PROBLEM REQUIREMENTS - From the line containing "Please provide the mask of every instance of the green" down to the last line of the records below, copy every line exactly. Leave out everything before it.
··· DATA ENTRIES
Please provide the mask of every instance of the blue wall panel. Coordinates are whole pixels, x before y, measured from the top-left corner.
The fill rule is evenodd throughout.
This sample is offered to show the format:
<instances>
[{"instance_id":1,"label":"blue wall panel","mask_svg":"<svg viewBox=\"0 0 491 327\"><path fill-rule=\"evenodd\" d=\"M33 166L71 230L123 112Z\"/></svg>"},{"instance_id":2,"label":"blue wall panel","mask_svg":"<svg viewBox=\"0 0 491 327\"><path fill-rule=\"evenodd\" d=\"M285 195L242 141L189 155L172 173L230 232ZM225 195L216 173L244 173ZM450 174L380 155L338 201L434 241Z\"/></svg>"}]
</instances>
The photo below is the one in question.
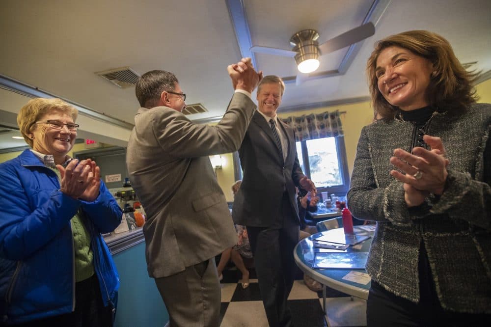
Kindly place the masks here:
<instances>
[{"instance_id":1,"label":"blue wall panel","mask_svg":"<svg viewBox=\"0 0 491 327\"><path fill-rule=\"evenodd\" d=\"M164 326L169 315L153 278L148 277L142 243L113 256L121 286L115 327Z\"/></svg>"}]
</instances>

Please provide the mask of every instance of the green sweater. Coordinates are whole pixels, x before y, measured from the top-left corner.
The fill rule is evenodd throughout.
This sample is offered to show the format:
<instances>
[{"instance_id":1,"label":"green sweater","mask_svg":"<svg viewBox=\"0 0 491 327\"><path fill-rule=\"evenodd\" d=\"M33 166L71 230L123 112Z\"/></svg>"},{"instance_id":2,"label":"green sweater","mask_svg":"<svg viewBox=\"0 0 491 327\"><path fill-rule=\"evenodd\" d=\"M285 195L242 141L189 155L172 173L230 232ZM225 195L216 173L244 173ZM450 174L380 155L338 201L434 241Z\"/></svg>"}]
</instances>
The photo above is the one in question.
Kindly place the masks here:
<instances>
[{"instance_id":1,"label":"green sweater","mask_svg":"<svg viewBox=\"0 0 491 327\"><path fill-rule=\"evenodd\" d=\"M58 169L52 168L61 179ZM79 210L72 218L72 233L75 256L75 281L85 280L94 274L94 261L90 248L90 234L83 223L86 219L83 212Z\"/></svg>"}]
</instances>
······
SOLUTION TO THE EXERCISE -
Please provide the mask of every instance of the green sweater. Coordinates are whole pixels, x before y, measured from the top-left corner.
The fill rule is evenodd throughout.
This sample is offered to show the format:
<instances>
[{"instance_id":1,"label":"green sweater","mask_svg":"<svg viewBox=\"0 0 491 327\"><path fill-rule=\"evenodd\" d=\"M33 166L71 230L123 112Z\"/></svg>"},{"instance_id":2,"label":"green sweater","mask_svg":"<svg viewBox=\"0 0 491 327\"><path fill-rule=\"evenodd\" d=\"M285 195L242 141L189 155L172 173L230 232ZM225 195L216 173L244 173ZM450 174L380 155L338 201L434 241Z\"/></svg>"}]
</instances>
The photo above is the one in question.
Kindly place the masks here:
<instances>
[{"instance_id":1,"label":"green sweater","mask_svg":"<svg viewBox=\"0 0 491 327\"><path fill-rule=\"evenodd\" d=\"M58 169L52 168L61 179ZM79 210L72 218L72 233L75 256L75 281L85 280L94 274L94 261L90 248L90 234L83 223L86 219L83 212Z\"/></svg>"}]
</instances>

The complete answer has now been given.